TASK LIST —
#1 Answer these about the Pakake article:
(a) Which act made cultural redress for Pakake and two other sites?
(b) What will Pakake be used for until development decisions are made?
(c) About how many Ngāti Kahungunu stood to defend the land and people in 1824?
#2 Retype the Pakake article from "MAI chairman Te" to "in the region.".
#3 In one to three sentences, explain what grievances the 1990s hearings mentioned in the Pakake article were held to address.

DOCUMENT SECTION —
▬▬▬
Flanked on the southern side by the railway line and Hyderabad Rd, and with Art Deco icon the National Tobacco Building across the road, Pakake is now back in the hands of the people, via Treaty of Waitangi post-settlement governance entity Mana Ahuriri Incorporated (MAI). It is one of three sites for which cultural redress was made in the Ahuriri Settlement Act 2021.
MAI chairman Te Kaha Hawaikirangi said it will be used as a carpark pending decisions on development, possibly as premises for the trust as it develops cultural, social and business interests to benefit the iwi’s people. The redress stemmed from hearings held in the 1990s to address grievances held for as much as 170 years over Māori loss of land and resources due to Crown abuses of the Ahuriri Purchase agreement signed in 1851.
But it was the 1824 event that dominated the commemoration, having happened as an estimated 500 Ngāti Kahungunu stood to defend the land and people from invasion by a confederation of central and more northern iwi waving hundreds of muskets, after incidents at Te Hauke, Puketapu and elsewhere in the region.
▬▬▬
DATA BELOW —
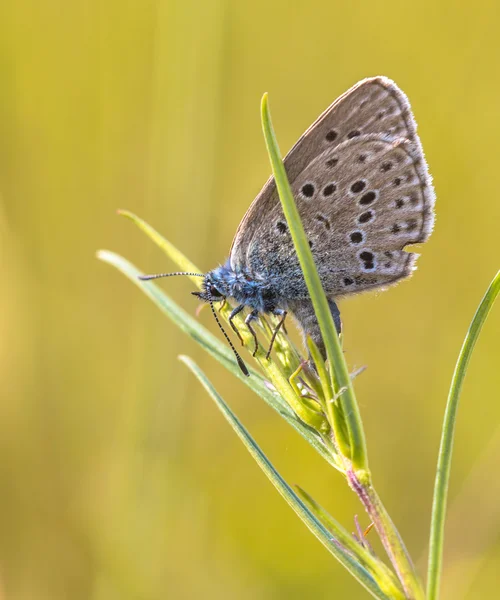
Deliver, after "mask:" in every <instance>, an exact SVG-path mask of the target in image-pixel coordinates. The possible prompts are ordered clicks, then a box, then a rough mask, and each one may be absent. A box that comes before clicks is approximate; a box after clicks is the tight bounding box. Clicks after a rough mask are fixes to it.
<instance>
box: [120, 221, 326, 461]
mask: <svg viewBox="0 0 500 600" xmlns="http://www.w3.org/2000/svg"><path fill="white" fill-rule="evenodd" d="M119 214H121V215H123V216H125V217H127V218H128V219H130V220H131V221H132V222H133V223H134V224H135V225H136V226H137V227H139V228H140V229H141V230H142V231H143V232H144V233H146V235H147V236H148V237H149V238H150V239H151V240H152V241H153V242H154V243H155V244H156V245H157V246H159V247H160V248H161V249H162V250H163V251H164V252H165V254H166V255H167V256H168V257H169V258H170V259H171V260H172V261H173V262H174V263H175V264H176V265H177V266H178V267H179V268H180V269H181V270H183V271H188V272H193V271H194V272H200V271H199V269H198V268H197V267H196V265H194V264H193V263H192V262H191V261H190V260H189V259H188V258H186V257H185V256H184V254H183V253H182V252H181V251H180V250H178V249H177V248H176V247H175V246H174V245H173V244H171V243H170V242H169V241H168V240H166V239H165V238H164V237H163V236H162V235H161V234H160V233H158V231H156V229H154V228H153V227H151V225H149V224H148V223H146V222H145V221H143V220H142V219H140V218H139V217H138V216H136V215H134V214H133V213H131V212H129V211H125V210H121V211H119ZM191 279H192V281H193V282H194V283H195V284H196V285H197V286H198V287H199V286H200V285H201V279H200V278H199V277H191ZM235 324H236V325H237V326H238V329H239V331H240V335H241V336H242V337H243V339H244V340H245V343H246V345H247V347H249V344H252V345H253V337H252V336H251V335H250V332H249V330H248V328H247V327H245V326H244V322H243V316H238V317H236V319H235ZM250 347H251V346H250ZM265 356H266V350H264V349H263V348H262V347H261V346H260V344H259V348H258V352H257V355H256V357H255V358H256V360H257V361H258V362H259V364H260V366H261V367H262V368H263V370H264V371H265V372H266V374H267V376H268V377H269V379H270V380H271V382H272V384H273V385H274V387H275V388H276V390H277V392H278V393H279V394H280V396H281V397H282V398H284V399H285V400H286V402H287V403H288V405H289V406H290V407H291V408H292V409H293V411H294V412H295V414H296V415H297V416H298V417H299V419H300V420H301V421H302V422H303V423H304V424H306V425H308V426H310V427H311V428H312V429H314V430H316V431H321V432H322V433H323V434H325V433H327V432H328V431H329V429H330V425H329V424H328V421H327V419H326V418H325V416H324V414H323V413H322V412H318V411H315V410H313V409H312V408H310V407H308V406H307V405H306V404H305V403H303V402H301V401H300V398H299V397H297V395H296V394H295V392H294V391H293V389H292V388H291V387H290V385H289V383H288V380H287V378H286V377H285V376H284V375H283V372H282V369H281V368H280V366H279V365H277V364H276V363H275V362H274V361H268V360H267V359H266V357H265ZM253 373H255V371H253ZM329 462H330V464H332V462H331V461H329Z"/></svg>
▬▬▬
ANSWERS BY ITEM NUMBER —
#1
(a) The Ahuriri Settlement Act 2021.
(b) A carpark.
(c) An estimated 500.

#2
MAI chairman Te Kaha Hawaikirangi said it will be used as a carpark pending decisions on development, possibly as premises for the trust as it develops cultural, social and business interests to benefit the iwi’s people. The redress stemmed from hearings held in the 1990s to address grievances held for as much as 170 years over Māori loss of land and resources due to Crown abuses of the Ahuriri Purchase agreement signed in 1851.
But it was the 1824 event that dominated the commemoration, having happened as an estimated 500 Ngāti Kahungunu stood to defend the land and people from invasion by a confederation of central and more northern iwi waving hundreds of muskets, after incidents at Te Hauke, Puketapu and elsewhere in the region.

#3 The hearings addressed grievances, held for as much as 170 years, over Māori loss of land and resources. That loss came from Crown abuses of the Ahuriri Purchase agreement signed in 1851.